EXTRACT:
^^^^^^^^
Please pray for our parish here in Orkney

While we had a lovely Christmas dinner here at our farm I'm sad to report that our parish, lacking a local resident priest, had to endure this most holy and sacred season without mass.

Due to bad weather we were not able to celebrate the last Sunday of Advent. We had no Vigil of the Nativity and we had no Christmas mass on Christmas day. This was a great cross to bear, for to remain home without the ability to meet with the Chist Child in the Blessed Sacrament, to not be able to kneel in our pews and worship together on this most holy of nights and days...

We will have mass today and also tomorrow afternoon. But as for the rest of the holy Octave of Christmas, nothing. We are once again on our own without access to the sacraments, without mass during this most holy and sacred week. Our parish priest is stretched so thin that we only have mass twice a week here in our parish.

Before anyone gets defensive: I am not criticizing. I am merely stating fact. Our beloved parish priest is doing his very best ~ he's only one person amongst several parishes, with a large body of water standing between us and him. The man can only do so much ~ and he is doing far too much as it is. Please, ask God to bless us with a resident priest so that we will have mass, confession, a priest to comfort us in our dark hours ~ and for our parish priest to get a well deserved rest from his constant travels to these islands.

I am asking for prayers because this is indeed a sorrowful situation. This Christmas was very difficult. It is difficult not having a resident priest, holidays or not: what would happen if one of us was going to die? We would not have access to the sacraments in our last hour. What do we do as we struggle with our daily lives? With our own private and also communal tradgedies and challenges? How do we observe the Catholic holy days, the feast days, basically the majority of the Liturgical year without mass?? We are very much cut off.

Please, Catholic men, if you hear God calling you to the priesthood... have courage and answer:
We need you.

God bless you and thank you, in the name of the Christ Child, our newborn King.

10 comments:

Anonymous said...

Could not one of the monks from Papa Stronsay been invited to say Mass for Christmas. I know it would have been the Tridentine Mass but so what?

Anonymous said...

Like any franchising business in the doldrums, it's time to broaden your base. High time that catholic women should be priests. Or can god not talk to women?

Michelle Therese said...

I don't understand the situation but there's some kind of political in-fighting in the Church that's keeping the Latin mass on the fringes like some kind of crime. And/or mental illness.

And so yes, there are priests on Papa Stronsay and yes, they can and would help us, but they say that big bad Latin mass that's oh-so-threatening to the rotation of the earth on her axis. Probably might warp the universe too, if we're not careful.

Therefore I suppose it's far better that the faithful go completely without mass or confession, devotions, the sacraments, etc etc and even the aid of a priest if we're facing death... rather then be exposed to those harmful Latin rays??

Yeah... priorities, I susppose.

Michelle Therese said...

"High time that catholic women should be priests. Or can god not talk to women?"

Funny... but those churches that are now mostly run by/served by women "priests" are not only facing an even more extreme vocations crisis, but they're losing parishoners at an alarming rate as well.

Doesn't seem like a very good solution if you ask me.

Anonymous said...

"...those churches that are now mostly run by/served by women "priests" are not only facing an even more extreme vocations crisis, but they're losing parishoners at an alarming rate as well."
^^^^^^^^
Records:

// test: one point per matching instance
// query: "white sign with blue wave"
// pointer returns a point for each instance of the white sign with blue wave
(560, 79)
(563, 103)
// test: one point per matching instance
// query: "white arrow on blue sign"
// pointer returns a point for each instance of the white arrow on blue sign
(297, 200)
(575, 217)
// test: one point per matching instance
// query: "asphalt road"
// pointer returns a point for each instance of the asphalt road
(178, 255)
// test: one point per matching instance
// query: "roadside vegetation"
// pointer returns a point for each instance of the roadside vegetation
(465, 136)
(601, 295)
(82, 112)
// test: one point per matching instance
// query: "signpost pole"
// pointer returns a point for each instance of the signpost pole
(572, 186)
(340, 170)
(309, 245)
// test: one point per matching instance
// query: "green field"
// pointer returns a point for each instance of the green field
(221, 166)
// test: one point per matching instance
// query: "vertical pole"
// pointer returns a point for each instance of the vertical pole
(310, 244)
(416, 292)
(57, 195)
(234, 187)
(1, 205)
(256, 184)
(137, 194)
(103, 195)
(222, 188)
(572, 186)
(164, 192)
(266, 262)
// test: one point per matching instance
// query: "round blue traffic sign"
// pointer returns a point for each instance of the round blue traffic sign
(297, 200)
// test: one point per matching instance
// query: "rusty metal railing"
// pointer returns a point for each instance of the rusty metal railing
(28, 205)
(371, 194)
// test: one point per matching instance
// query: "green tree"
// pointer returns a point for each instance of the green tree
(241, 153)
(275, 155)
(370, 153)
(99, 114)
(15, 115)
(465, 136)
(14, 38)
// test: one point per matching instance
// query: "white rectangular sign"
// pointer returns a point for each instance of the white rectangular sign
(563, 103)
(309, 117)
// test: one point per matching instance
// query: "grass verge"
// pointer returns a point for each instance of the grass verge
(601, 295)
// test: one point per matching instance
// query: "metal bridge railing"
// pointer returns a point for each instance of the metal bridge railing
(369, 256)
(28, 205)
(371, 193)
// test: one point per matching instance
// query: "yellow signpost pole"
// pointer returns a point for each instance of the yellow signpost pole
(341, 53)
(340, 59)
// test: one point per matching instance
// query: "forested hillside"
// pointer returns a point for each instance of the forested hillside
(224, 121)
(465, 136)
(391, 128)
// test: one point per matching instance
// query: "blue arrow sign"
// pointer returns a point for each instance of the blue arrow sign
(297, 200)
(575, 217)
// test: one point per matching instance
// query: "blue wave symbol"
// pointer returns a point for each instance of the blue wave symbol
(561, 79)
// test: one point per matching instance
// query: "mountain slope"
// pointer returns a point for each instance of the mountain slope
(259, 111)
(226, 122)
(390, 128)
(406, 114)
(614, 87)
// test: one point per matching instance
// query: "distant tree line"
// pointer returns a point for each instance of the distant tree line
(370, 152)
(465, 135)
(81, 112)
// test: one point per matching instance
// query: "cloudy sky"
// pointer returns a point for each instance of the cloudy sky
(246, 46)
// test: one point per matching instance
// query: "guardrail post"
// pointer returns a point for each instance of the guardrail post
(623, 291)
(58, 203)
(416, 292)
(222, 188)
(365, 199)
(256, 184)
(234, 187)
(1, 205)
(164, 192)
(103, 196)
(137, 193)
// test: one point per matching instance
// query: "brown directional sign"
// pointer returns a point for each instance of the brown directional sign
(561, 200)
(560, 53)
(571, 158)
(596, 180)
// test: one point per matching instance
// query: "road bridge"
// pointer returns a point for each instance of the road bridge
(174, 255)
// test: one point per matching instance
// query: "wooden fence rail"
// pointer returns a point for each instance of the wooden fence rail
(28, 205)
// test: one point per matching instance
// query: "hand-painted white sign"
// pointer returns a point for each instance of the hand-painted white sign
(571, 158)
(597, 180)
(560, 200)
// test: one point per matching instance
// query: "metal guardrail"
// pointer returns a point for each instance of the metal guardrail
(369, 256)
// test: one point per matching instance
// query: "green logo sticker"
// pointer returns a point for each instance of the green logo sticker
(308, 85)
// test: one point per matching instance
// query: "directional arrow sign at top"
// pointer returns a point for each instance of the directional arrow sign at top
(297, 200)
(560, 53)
^^^^^^^^
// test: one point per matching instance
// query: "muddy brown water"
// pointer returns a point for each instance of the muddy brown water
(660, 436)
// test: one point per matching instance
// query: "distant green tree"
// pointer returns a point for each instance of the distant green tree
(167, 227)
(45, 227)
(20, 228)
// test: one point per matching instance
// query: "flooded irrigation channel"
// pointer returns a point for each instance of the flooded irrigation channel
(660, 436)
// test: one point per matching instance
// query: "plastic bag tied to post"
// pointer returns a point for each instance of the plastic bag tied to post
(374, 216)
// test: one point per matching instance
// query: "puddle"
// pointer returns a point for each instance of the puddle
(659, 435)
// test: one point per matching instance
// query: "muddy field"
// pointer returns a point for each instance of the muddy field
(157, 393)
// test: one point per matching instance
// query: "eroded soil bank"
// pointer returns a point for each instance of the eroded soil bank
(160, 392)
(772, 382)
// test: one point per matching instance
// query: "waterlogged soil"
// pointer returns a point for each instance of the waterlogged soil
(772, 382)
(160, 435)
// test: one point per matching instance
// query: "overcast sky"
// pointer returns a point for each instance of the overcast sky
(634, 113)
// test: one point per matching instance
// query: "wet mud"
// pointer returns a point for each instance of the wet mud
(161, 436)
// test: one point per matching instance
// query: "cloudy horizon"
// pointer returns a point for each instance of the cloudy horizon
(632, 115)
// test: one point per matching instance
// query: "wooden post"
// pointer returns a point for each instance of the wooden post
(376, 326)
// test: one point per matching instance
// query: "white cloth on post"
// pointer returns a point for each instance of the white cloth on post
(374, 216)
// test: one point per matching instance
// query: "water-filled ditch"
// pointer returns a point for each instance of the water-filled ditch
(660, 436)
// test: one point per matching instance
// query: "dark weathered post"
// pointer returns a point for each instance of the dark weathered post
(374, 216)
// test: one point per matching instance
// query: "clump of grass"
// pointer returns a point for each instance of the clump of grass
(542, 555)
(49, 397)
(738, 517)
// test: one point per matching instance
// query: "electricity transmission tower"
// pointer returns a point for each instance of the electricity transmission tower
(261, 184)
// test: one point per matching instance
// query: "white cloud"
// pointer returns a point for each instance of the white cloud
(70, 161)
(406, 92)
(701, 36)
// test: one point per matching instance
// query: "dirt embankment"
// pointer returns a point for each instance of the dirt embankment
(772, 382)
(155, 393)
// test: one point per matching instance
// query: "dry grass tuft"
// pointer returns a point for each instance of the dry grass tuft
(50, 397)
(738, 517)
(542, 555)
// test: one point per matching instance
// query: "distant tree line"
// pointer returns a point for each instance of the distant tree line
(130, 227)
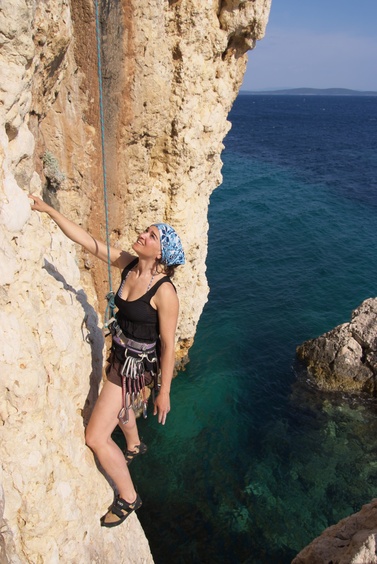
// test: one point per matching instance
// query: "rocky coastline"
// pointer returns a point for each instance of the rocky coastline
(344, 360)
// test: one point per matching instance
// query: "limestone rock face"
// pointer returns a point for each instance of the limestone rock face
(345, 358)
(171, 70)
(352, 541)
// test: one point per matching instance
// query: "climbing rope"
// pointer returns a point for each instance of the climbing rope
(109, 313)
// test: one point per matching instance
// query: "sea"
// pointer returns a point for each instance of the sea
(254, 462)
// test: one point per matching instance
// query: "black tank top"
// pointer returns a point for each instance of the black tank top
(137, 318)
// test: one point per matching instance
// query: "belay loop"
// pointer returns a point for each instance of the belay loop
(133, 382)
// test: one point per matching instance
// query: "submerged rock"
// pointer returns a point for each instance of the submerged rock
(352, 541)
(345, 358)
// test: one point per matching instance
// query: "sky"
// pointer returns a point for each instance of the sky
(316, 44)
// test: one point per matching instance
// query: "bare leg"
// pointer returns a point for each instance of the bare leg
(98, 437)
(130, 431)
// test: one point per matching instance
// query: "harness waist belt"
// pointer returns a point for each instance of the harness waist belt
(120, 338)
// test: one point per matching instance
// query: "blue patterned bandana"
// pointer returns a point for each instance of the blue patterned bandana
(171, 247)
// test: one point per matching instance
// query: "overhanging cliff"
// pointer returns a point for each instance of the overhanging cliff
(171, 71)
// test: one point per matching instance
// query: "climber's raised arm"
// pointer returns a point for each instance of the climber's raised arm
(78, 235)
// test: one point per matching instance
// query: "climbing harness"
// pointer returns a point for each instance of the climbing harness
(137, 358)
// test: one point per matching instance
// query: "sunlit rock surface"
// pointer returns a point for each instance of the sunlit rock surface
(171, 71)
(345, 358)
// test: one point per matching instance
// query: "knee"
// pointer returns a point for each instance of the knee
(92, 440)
^^^^^^^^
REQUIRED WORK:
Write the next part of the post about the Orkney parish that went without Christmas mass, starting right after its last line. These entries have nothing to do with the text.

EXPECTED OUTPUT:
Do you have any evidence to support this view? Why can't women get things running well in a church?

If women are so destructive to the clergy, what about married men becoming priests?

Anonymous said...

"Do you have any evidence to support this view? Why can't women get things running well in a church?"

I have many friends in the Church of Scotland and Episcopal Church and they all say that in churches that have women ministers the attendances have fallen. Christ only had men at the Last Supper which was not only the first Mass but the first ordination service too. There is no shortage of vocations among the orders who say the Tridentine Mass, in fact the Society of St. Pius X has grown from one seminary to seven.

Anonymous said...

"I have many friends in the Church of Scotland and Episcopal Church and they all say that in churches that have women ministers the attendances have fallen. "

Church attendances are falling accross all faiths & congregations in Scotland, it can't all be the women ministers fault surely?
Again, what do you actually think the problem with women leading a congregation is, apart from simply being female?

"Christ only had men at the Last Supper which was not only the first Mass but the first ordination service too."

Ok, that's lovely - but still begs the question, what are the gender qualities possesed by women that Jesus thought made them unsuitable to minister?

Richard Collins said...

We endured a similar situation for many years and, in fact, brought our children up in the faith without an EF Mass available on a Sunday. It can be done but it's not pleasant or easy.
We used to do what they did in Reformation times and say a "dry" Mass amongst ourselves and that kept the spark alight.
Will remember your need in our prayers.

Ben said...

Thanks be to God, a missionary priest has volunteered to celebrate Holy Week with us.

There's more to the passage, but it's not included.